RECORD EXTRACTS:
%%

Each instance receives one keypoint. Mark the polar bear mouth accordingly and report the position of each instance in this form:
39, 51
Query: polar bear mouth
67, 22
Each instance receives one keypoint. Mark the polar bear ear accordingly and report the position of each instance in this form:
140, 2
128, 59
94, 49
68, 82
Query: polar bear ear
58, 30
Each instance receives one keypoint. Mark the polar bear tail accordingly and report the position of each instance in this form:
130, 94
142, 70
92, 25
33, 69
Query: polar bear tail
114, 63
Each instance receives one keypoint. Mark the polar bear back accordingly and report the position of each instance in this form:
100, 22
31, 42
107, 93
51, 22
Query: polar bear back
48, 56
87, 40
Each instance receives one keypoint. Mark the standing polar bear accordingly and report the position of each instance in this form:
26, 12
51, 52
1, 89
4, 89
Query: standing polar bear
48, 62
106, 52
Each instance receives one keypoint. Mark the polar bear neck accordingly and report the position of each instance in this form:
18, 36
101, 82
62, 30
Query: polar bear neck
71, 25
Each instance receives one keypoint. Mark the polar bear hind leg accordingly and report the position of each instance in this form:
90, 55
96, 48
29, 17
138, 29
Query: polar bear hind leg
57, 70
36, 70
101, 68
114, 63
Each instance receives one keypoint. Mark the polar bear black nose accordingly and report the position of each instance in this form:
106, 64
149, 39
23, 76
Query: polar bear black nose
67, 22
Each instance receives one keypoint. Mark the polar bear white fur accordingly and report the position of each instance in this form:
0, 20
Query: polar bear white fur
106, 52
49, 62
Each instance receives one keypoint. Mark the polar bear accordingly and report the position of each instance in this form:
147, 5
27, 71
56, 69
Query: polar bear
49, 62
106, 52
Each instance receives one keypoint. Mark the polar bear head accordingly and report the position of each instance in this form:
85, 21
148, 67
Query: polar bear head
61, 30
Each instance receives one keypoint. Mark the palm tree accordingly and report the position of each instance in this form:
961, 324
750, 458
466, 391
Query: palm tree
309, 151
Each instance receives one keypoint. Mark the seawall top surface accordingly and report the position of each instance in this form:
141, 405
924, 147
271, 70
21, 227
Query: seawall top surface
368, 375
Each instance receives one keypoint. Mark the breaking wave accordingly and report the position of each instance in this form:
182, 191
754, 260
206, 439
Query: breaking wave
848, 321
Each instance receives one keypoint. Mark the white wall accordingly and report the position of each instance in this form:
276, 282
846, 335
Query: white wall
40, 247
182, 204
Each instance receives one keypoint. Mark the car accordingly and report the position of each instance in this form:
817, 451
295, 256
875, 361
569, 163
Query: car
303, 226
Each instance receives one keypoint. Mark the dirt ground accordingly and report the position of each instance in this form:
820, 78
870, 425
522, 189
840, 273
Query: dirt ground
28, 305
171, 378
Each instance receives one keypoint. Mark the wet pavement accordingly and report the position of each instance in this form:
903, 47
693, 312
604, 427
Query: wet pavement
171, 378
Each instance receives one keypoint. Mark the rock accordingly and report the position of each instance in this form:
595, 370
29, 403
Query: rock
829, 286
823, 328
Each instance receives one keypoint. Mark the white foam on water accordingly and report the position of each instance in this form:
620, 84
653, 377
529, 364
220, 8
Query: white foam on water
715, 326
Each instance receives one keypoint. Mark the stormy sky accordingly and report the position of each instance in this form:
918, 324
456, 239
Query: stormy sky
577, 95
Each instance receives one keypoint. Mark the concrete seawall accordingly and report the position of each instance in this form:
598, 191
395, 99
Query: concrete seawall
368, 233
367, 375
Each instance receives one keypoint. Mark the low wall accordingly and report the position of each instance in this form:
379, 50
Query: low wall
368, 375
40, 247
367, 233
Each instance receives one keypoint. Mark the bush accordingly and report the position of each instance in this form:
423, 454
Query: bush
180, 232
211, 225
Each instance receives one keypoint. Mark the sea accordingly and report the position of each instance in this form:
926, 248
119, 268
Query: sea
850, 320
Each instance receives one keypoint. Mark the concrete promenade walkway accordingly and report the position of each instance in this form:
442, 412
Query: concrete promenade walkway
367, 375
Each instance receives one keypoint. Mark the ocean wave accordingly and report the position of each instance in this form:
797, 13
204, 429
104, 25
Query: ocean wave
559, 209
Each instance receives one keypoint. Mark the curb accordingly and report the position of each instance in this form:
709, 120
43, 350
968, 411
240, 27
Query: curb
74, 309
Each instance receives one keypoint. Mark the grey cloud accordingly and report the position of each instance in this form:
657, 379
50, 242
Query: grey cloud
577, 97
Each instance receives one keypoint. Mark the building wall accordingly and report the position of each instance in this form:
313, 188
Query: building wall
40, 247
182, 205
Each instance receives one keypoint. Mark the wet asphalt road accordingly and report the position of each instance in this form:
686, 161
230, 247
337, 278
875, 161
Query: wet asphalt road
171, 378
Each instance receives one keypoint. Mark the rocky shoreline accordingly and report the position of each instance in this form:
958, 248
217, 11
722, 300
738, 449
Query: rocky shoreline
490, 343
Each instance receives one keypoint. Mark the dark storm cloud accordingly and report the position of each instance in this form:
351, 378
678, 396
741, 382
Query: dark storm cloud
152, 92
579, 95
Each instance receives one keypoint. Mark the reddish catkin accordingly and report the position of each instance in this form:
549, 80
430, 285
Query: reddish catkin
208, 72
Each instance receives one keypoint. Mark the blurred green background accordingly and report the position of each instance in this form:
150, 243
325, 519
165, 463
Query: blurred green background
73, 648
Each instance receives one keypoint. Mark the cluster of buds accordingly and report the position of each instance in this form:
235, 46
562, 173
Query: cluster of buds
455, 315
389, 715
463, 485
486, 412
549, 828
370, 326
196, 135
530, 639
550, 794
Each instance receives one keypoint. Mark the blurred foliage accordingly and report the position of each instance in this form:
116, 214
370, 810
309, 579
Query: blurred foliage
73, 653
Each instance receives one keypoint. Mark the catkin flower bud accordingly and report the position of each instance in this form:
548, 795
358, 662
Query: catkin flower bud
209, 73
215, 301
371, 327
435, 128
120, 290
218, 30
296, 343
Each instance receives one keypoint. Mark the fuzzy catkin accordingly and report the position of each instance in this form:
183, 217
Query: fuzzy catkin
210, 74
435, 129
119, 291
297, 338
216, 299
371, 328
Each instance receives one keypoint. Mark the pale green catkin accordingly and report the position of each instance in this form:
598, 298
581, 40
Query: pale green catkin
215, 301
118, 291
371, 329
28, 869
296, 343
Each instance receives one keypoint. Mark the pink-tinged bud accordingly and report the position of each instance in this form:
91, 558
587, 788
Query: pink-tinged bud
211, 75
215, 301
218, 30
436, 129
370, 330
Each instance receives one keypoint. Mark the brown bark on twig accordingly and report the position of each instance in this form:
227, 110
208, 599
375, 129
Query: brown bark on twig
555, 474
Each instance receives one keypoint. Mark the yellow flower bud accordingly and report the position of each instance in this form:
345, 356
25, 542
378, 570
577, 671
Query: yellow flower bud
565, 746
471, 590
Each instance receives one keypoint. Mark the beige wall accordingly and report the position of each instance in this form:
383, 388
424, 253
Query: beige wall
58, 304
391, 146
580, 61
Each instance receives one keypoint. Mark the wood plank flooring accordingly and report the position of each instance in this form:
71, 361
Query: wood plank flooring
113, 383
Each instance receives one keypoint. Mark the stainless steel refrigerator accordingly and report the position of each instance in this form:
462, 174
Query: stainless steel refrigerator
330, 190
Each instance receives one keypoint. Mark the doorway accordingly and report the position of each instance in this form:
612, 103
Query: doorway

%%

REQUIREMENT:
Faithfully copy every entry, leaving nothing out.

PROBLEM SOLUTION:
Each instance receives one keypoint. Mark the polar bear mouth accordingly and report the position of each instance in this form:
39, 51
Query: polar bear mouth
67, 22
Each instance receives one keypoint. Mark the polar bear ear accordingly and report the position of each instance in this form:
140, 2
128, 59
94, 49
68, 82
Query: polar bear ear
58, 30
Each instance receives one keypoint. Mark the polar bear tail accordingly and report the position of each instance in this form:
130, 94
142, 70
92, 25
33, 69
Query: polar bear tail
114, 63
Each instance receives one keypoint. Mark the polar bear back accordingly and report the position of each instance in this form:
100, 22
31, 42
107, 93
51, 22
Query: polar bear back
48, 56
87, 40
Each instance receives one keypoint. Mark the standing polar bear accordingly and report the position of each instance in this form:
26, 12
51, 52
1, 89
4, 89
Query: standing polar bear
48, 62
106, 52
Each instance receives one keypoint. Mark the polar bear neck accordingly and report the position of each instance in this form:
18, 36
101, 82
62, 30
Query: polar bear neck
71, 25
Each instance receives one keypoint. Mark the polar bear hind leg accordingly and report the position of each instance in this form:
90, 55
96, 48
29, 17
138, 29
Query: polar bear hind leg
57, 70
36, 70
101, 68
114, 63
Each instance receives one keypoint. Mark the polar bear black nose accordingly and report the position of each instance in this form:
106, 64
149, 39
23, 76
Query: polar bear black nose
67, 22
Each instance receives one keypoint. Mark the polar bear white fur accordingly and report the position of each instance in this form:
0, 20
Query: polar bear white fur
106, 52
49, 62
Each instance receives one keypoint. Mark the polar bear accordingly and report the position of each instance in this form:
147, 5
27, 71
56, 69
Query: polar bear
49, 62
106, 52
Each instance receives one keypoint. Mark the polar bear head accordingly and report the position of each instance in this form:
85, 21
148, 67
Query: polar bear head
61, 30
Each instance receives one keypoint. Mark the palm tree accordingly and report the position of each instance in this form:
961, 324
750, 458
466, 391
Query: palm tree
309, 151
Each instance receives one keypoint. Mark the seawall top surface accordingly and report the position of each instance in this form:
141, 405
924, 147
271, 70
21, 227
Query: seawall top surface
368, 375
Each instance receives one keypoint. Mark the breaking wave accordingly and report the position of each instance in this form:
182, 191
754, 260
206, 439
Query: breaking wave
848, 321
Each instance receives one keypoint. Mark the white wall accordingly and report the position of each instance in this form:
276, 282
846, 335
Query: white wall
40, 247
182, 204
Each instance receives one keypoint. Mark the car accordingly and report the position of each instance in this form:
817, 451
295, 256
875, 361
569, 163
Query: car
303, 226
Each instance receives one keypoint. Mark the dirt ground accordingly and report the position of each instance in this form:
820, 78
870, 425
522, 189
840, 273
Query: dirt ground
28, 305
171, 378
Each instance receives one keypoint. Mark the wet pavement accordingly and report the position of each instance in this form:
903, 47
693, 312
604, 427
Query: wet pavement
171, 378
Each instance receives one keypoint. Mark the rock accordingly and report the position of each instance in this form:
595, 370
29, 403
Query: rock
829, 286
823, 328
Each instance receives one keypoint. Mark the white foam on water accordingly and report the position of each instance in this form:
620, 84
653, 377
529, 364
220, 8
Query: white foam on water
715, 326
Each instance receives one keypoint. Mark the stormy sky accordingly and report the position of each instance in this form:
918, 324
456, 239
Query: stormy sky
577, 95
Each instance receives one keypoint. Mark the concrete seawall accordingly and report the position of each instance in this form:
598, 191
395, 99
Query: concrete seawall
368, 233
367, 375
Each instance receives one keypoint. Mark the low wall accordingly and report the position of each instance in this form:
379, 50
Query: low wall
368, 375
40, 247
367, 233
Each instance receives one keypoint. Mark the bush accordingly and report the position of each instance in this form:
423, 454
Query: bush
180, 232
211, 225
Each instance receives one keypoint. Mark the sea accordingly and report the position of each instance in this form:
926, 248
119, 268
Query: sea
850, 320
Each instance receives one keypoint. Mark the concrete promenade walkway accordingly and report the position of each instance in this form:
442, 412
Query: concrete promenade walkway
367, 375
Each instance receives one keypoint. Mark the ocean wave accordingly and report the position of each instance in this form:
797, 13
204, 429
104, 25
Query: ocean wave
559, 209
Each instance receives one keypoint. Mark the curb accordingly and report the position of each instance in this form:
709, 120
43, 350
968, 411
240, 27
Query: curb
74, 309
Each instance receives one keypoint. Mark the grey cloud accordingly and report the position of each instance in this form:
657, 379
50, 242
Query: grey cloud
577, 97
Each instance receives one keypoint. Mark the building wall accordingly and report the position of each instance in this form:
313, 188
Query: building wall
40, 247
182, 205
Each instance receives one keypoint. Mark the wet asphalt road accordingly and report the position of each instance in this form:
686, 161
230, 247
337, 278
875, 161
Query: wet asphalt road
171, 378
Each instance receives one keypoint. Mark the rocky shoreline accordingly and report the position of each instance in this form:
958, 248
217, 11
722, 300
738, 449
Query: rocky shoreline
490, 343
Each instance receives one keypoint. Mark the dark storm cloud accordingly and report the position of each instance in this form:
351, 378
678, 396
741, 382
Query: dark storm cloud
152, 92
579, 95
Each instance receives one keypoint. Mark the reddish catkin accordingly and report the position of each instance in this form:
549, 80
430, 285
Query: reddish catkin
208, 72
Each instance receives one keypoint. Mark the blurred green background accordingly and report the position of each instance in this form:
150, 243
325, 519
165, 463
Query: blurred green background
73, 648
Each instance receives one keypoint. Mark the cluster of buds accordingly and report the position of each instance in this form:
235, 46
562, 173
Query: cluster of buds
455, 315
389, 715
463, 485
486, 412
549, 828
370, 326
196, 135
530, 639
550, 794
Each instance receives one keypoint. Mark the blurred foliage accordingly and report the position of each instance in this form:
116, 214
370, 810
309, 579
Query: blurred foliage
73, 653
Each instance receives one keypoint. Mark the catkin flower bud accordingly and report the position of each instance in this form:
548, 795
358, 662
Query: catkin flower bud
209, 73
215, 301
371, 327
435, 128
120, 290
218, 30
296, 343
Each instance receives one keypoint. Mark the fuzzy catkin accordingly and report the position of each instance in this form:
183, 217
Query: fuzzy catkin
210, 74
435, 129
119, 291
297, 338
216, 299
371, 328
Each instance receives one keypoint. Mark the pale green catkin accordingly and report the position of each instance in this form:
598, 298
581, 40
Query: pale green catkin
215, 301
118, 291
371, 329
28, 869
296, 343
Each instance receives one keypoint. Mark the pink-tinged bud accordingly and report the position of each instance in this form:
91, 558
587, 788
Query: pink-tinged bud
211, 75
215, 301
218, 30
436, 129
370, 330
Each instance receives one keypoint. Mark the brown bark on twig accordingly and report the position of each instance in this form:
227, 110
208, 599
375, 129
Query: brown bark on twig
555, 474
Each instance receives one keypoint. Mark the yellow flower bud accordingly and report the position of each instance in this form:
345, 356
25, 542
378, 570
577, 671
Query: yellow flower bud
565, 746
471, 590
Each instance receives one keypoint. Mark the beige wall accordingly and report the position of each instance in this form:
383, 388
424, 253
Query: beige wall
58, 304
391, 146
580, 61
Each instance receives one keypoint. Mark the wood plank flooring accordingly and report the position of each instance in this form:
71, 361
Query: wood plank flooring
113, 383
Each instance receives one keypoint. Mark the stainless steel refrigerator accordingly and report the position of each instance in this form:
462, 174
Query: stainless steel refrigerator
330, 190
Each instance receives one keypoint. Mark the doorway accordingly and report the position of each instance in this form:
612, 103
Query: doorway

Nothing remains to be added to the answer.